• **Page**
----------------
[Search for users] [Overall Top Noters] [List of all Conferences] [Download this site]

Conference vaxaxp::vmsnotes

Title:VAX and Alpha VMS
Notice:This is a new VMSnotes, please read note 2.1
Moderator:VAXAXP::BERNARDO
Created:Wed Jan 22 1997
Last Modified:Fri Jun 06 1997
Last Successful Update:Fri Jun 06 1997
Number of topics:703
Total number of notes:3722

575.0. "OpenVMS Alpha V7.1 MSCP serving problem" by BSS::JILSON (WFH in the Chemung River Valley) Thu May 08 1997 16:56

A customer has a very strange MSCP disk serving problem in OpenVMS Alpha 
V7.1 .  While we wait for them to force crashes of the MSCP server and the 
non-local system for an IPMT I thought I'd post it here.  This problem 
happens with random disks on random nodes in this cluster and has only 
started happening under V7.1.  There is a VAX system in the cluster but the 
problem even happens if that system is left powered off.  The problem is 
that disks that are supposed to be MSCP served are not being seen by the 
non-local nodes.
----------------
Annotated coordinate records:
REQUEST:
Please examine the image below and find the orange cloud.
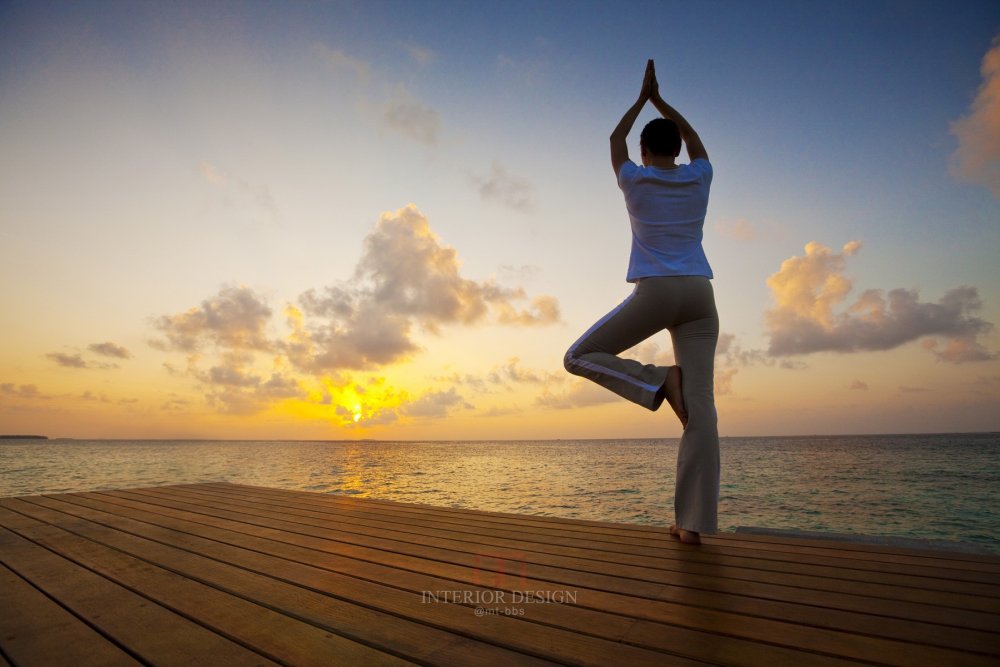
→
[765,241,994,363]
[152,205,559,424]
[951,36,1000,198]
----------------
• **Tasks**
1 – Under which version of OpenVMS Alpha does the thread say the MSCP disk serving problem started happening?
2 – Reproduce every line of the annotated coordinate records, including the requests, and add 76 to each bounding-box coordinate in the answers. Omit the pictures.

• **Exercise results**
1 – Version 7.1 (OpenVMS Alpha V7.1).

2 –
REQUEST:
Please examine the image below and find the orange cloud.
→
[841,317,1070,439]
[228,281,635,500]
[1027,112,1076,274]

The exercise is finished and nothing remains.